Starting with the line that contains "Where can you see the white sneaker?" and continuing through the end of the records, rewrite those lines as a numbered list, including both ends. Give only that part, skip blank lines, and leave the pictures out.

● ● ● ● ● ● ●

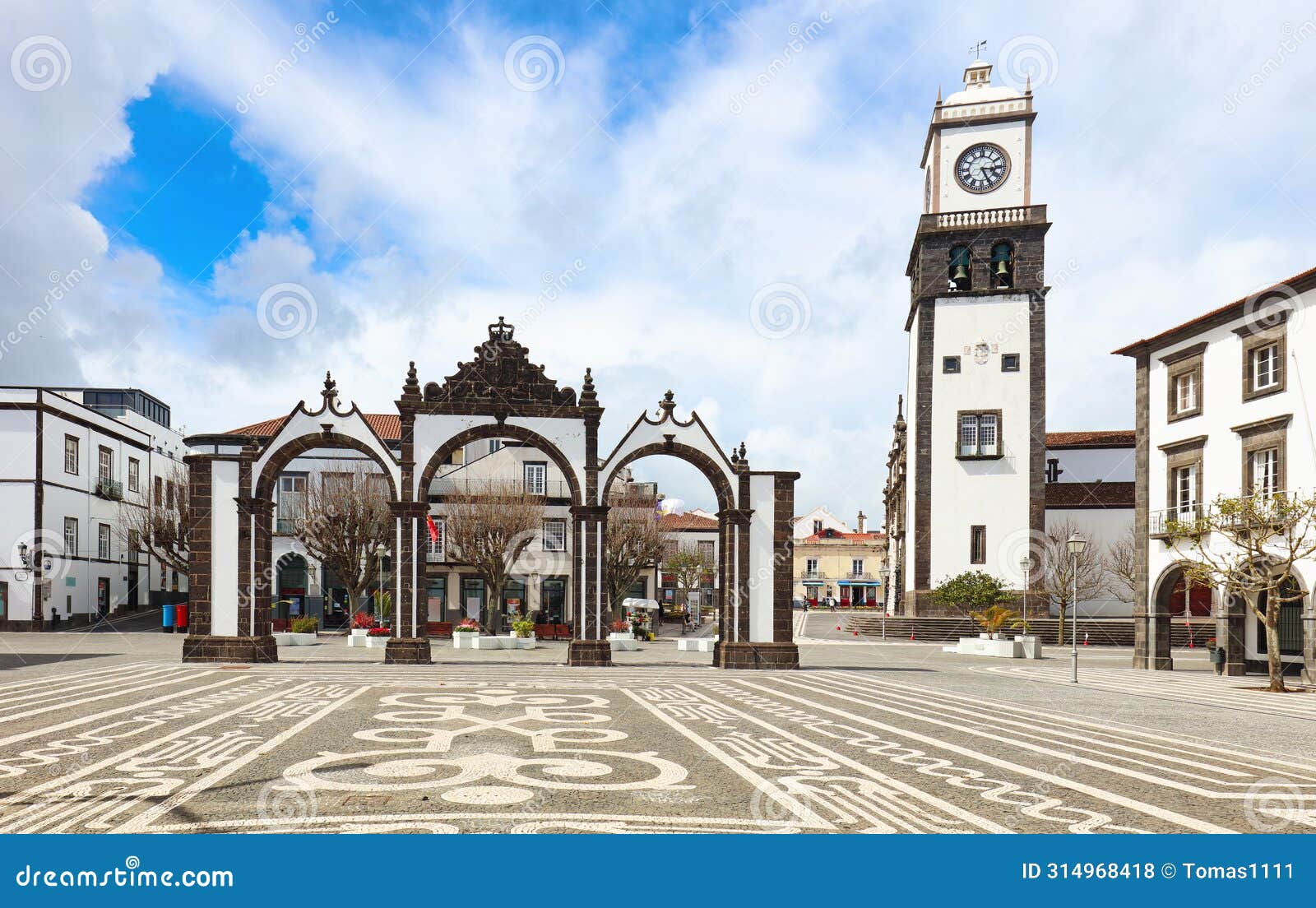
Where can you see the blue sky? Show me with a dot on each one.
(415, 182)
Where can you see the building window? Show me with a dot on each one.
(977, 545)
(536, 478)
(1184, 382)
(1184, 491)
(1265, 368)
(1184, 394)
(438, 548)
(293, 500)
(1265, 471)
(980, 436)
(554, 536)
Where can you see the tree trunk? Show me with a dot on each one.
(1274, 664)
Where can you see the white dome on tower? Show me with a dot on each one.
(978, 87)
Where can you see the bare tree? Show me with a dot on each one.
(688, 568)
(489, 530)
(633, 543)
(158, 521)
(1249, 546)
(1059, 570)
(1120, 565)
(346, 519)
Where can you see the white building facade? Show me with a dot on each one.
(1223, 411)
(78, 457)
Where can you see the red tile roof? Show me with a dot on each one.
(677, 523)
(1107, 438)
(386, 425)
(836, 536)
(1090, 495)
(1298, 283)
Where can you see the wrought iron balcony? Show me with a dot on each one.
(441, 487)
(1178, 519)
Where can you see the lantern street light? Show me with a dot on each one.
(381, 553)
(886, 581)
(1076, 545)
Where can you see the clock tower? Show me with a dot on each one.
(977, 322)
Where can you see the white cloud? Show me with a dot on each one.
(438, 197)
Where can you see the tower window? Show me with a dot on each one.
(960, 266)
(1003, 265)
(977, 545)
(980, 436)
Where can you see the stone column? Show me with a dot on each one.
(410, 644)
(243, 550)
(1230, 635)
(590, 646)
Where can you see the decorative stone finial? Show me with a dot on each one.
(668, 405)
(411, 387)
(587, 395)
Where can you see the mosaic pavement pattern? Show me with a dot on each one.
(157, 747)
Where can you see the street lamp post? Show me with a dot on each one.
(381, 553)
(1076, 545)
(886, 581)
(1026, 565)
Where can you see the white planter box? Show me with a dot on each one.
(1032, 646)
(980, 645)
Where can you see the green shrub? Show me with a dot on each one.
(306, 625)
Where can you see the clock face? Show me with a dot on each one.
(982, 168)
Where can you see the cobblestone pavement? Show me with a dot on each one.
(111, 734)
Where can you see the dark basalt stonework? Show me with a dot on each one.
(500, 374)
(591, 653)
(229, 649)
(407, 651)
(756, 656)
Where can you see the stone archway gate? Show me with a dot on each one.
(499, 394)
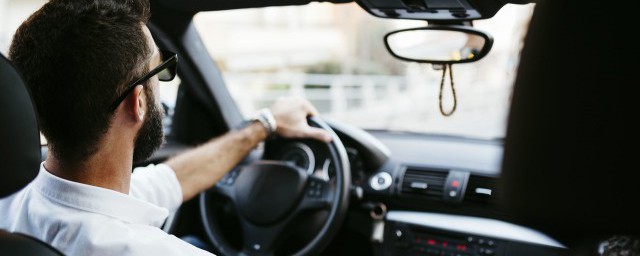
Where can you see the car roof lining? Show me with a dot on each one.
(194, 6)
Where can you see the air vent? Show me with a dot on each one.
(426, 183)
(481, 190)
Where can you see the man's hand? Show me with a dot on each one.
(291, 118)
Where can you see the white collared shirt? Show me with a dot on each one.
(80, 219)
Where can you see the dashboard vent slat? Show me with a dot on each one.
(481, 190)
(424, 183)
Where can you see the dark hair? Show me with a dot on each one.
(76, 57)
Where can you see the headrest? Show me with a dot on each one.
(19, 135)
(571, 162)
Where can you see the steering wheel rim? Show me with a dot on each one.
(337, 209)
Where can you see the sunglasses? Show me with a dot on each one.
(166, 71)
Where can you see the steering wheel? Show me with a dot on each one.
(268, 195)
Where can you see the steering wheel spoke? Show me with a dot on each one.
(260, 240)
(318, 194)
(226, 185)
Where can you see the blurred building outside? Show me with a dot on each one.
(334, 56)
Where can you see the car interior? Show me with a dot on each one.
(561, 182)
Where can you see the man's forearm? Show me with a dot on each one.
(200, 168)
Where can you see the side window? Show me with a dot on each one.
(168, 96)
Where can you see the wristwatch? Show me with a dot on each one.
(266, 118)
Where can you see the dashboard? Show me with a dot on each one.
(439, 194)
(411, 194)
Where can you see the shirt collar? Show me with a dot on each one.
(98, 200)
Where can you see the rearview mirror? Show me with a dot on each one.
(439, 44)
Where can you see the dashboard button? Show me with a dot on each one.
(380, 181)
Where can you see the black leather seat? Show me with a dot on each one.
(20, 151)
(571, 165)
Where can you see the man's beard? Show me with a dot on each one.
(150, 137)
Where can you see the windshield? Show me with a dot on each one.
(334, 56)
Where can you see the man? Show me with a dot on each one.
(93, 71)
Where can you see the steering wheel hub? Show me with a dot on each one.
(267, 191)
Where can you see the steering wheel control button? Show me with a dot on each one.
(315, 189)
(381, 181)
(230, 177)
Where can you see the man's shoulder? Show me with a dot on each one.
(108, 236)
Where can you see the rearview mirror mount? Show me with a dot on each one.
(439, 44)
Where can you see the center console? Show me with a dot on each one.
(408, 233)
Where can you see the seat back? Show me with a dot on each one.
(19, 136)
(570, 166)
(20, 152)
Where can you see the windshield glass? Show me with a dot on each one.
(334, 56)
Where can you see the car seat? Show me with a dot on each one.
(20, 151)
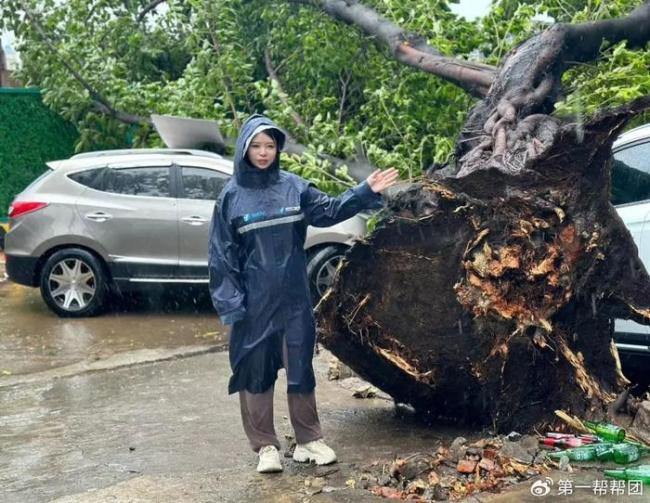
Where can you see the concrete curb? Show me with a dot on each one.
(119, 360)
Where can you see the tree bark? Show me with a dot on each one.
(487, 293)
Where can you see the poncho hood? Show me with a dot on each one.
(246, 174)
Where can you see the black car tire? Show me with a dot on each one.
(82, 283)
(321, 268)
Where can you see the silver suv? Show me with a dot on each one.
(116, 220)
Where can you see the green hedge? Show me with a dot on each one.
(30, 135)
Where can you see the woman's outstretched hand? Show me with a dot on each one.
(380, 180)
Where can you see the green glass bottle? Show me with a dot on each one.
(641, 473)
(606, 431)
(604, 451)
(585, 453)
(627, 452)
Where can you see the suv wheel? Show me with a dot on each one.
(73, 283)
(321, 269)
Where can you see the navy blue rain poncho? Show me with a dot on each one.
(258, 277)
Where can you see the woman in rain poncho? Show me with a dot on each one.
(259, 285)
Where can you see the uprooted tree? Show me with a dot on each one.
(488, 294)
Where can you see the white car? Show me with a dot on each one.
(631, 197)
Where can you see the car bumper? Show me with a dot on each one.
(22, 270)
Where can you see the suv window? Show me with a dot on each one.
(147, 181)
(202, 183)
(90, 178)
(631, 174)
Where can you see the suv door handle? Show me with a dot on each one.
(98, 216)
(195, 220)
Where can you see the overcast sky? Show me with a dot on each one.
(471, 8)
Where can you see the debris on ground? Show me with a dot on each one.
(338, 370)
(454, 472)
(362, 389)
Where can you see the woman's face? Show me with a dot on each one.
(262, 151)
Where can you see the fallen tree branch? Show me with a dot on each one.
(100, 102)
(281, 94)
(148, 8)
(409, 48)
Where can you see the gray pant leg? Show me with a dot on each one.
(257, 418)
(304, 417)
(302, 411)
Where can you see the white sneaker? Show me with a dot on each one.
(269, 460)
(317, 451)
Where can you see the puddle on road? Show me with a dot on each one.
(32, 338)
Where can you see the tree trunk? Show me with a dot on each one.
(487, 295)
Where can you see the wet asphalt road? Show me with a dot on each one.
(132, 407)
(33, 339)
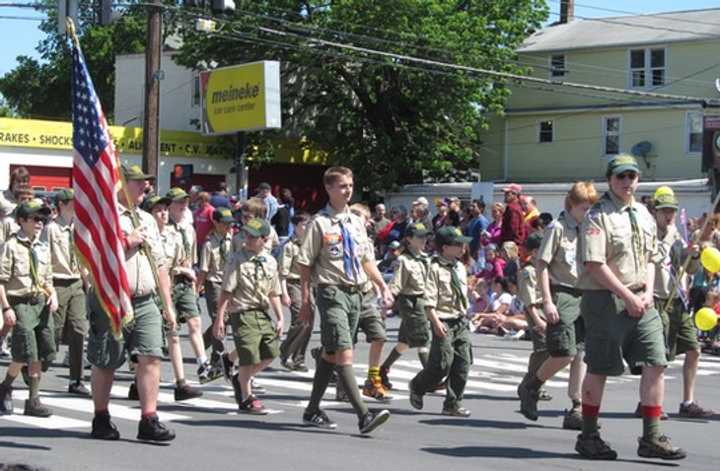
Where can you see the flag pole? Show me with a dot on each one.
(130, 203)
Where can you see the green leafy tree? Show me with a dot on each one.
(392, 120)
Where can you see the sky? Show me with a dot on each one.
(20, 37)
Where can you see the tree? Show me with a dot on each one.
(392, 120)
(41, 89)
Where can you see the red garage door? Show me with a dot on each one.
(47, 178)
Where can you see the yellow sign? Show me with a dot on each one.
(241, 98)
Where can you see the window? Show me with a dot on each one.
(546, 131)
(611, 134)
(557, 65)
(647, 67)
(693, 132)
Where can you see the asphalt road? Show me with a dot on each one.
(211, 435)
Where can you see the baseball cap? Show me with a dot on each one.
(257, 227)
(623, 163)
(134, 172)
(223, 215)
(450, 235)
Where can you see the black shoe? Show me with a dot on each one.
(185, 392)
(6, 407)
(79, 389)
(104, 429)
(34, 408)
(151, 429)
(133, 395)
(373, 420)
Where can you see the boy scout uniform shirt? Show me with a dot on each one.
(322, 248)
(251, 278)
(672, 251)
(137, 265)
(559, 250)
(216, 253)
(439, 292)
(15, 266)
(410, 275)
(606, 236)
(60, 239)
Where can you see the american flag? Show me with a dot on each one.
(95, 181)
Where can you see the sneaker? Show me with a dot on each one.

● ● ● ● ● ● ●

Response to this task>
1. Where can you see the white sneaker? Show me with a dot on each one.
2. (269, 460)
3. (317, 451)
4. Where can you see the puddle on road? Show me with a dot on each one.
5. (32, 338)
6. Where can you see the tree trunk? Show me with a dot on each one.
7. (487, 295)
8. Where can you see the wet asphalt road? Show me with a dot on each one.
9. (132, 407)
10. (33, 339)
11. Where can you see the flag pole? Show me with a dot on each one.
12. (130, 203)
13. Where can you see the green leafy tree? Show me with a dot on each one.
14. (392, 120)
15. Where can you see the sky? Show me with a dot on each one.
16. (20, 37)
17. Where can you see the tree? Show me with a dot on each one.
18. (392, 120)
19. (41, 89)
20. Where can you see the red garage door? Show me with a dot on each one.
21. (47, 178)
22. Where can you see the yellow sign? Show me with a dot on each one.
23. (241, 98)
24. Where can you see the window? Show me with a dot on each one.
25. (546, 131)
26. (611, 134)
27. (557, 65)
28. (647, 67)
29. (693, 132)
30. Where can you see the asphalt road? Show me with a dot on each one.
31. (211, 435)
32. Where can you see the baseball cap? Show me with a dot on each one.
33. (257, 227)
34. (623, 163)
35. (134, 172)
36. (223, 215)
37. (450, 235)
38. Where can you see the black shoe? Show me with a dot on each one.
39. (185, 392)
40. (6, 407)
41. (79, 389)
42. (104, 429)
43. (34, 408)
44. (151, 429)
45. (133, 395)
46. (373, 420)
47. Where can you see the boy scout uniform shirt? Show me with a dot on each one.
48. (322, 248)
49. (251, 278)
50. (672, 251)
51. (137, 265)
52. (559, 250)
53. (216, 253)
54. (439, 292)
55. (15, 266)
56. (410, 275)
57. (606, 236)
58. (60, 239)
59. Where can you see the american flag? Show me with a dot on each one.
60. (95, 181)
61. Where can you see the sneaker? Show me with a dot on each one.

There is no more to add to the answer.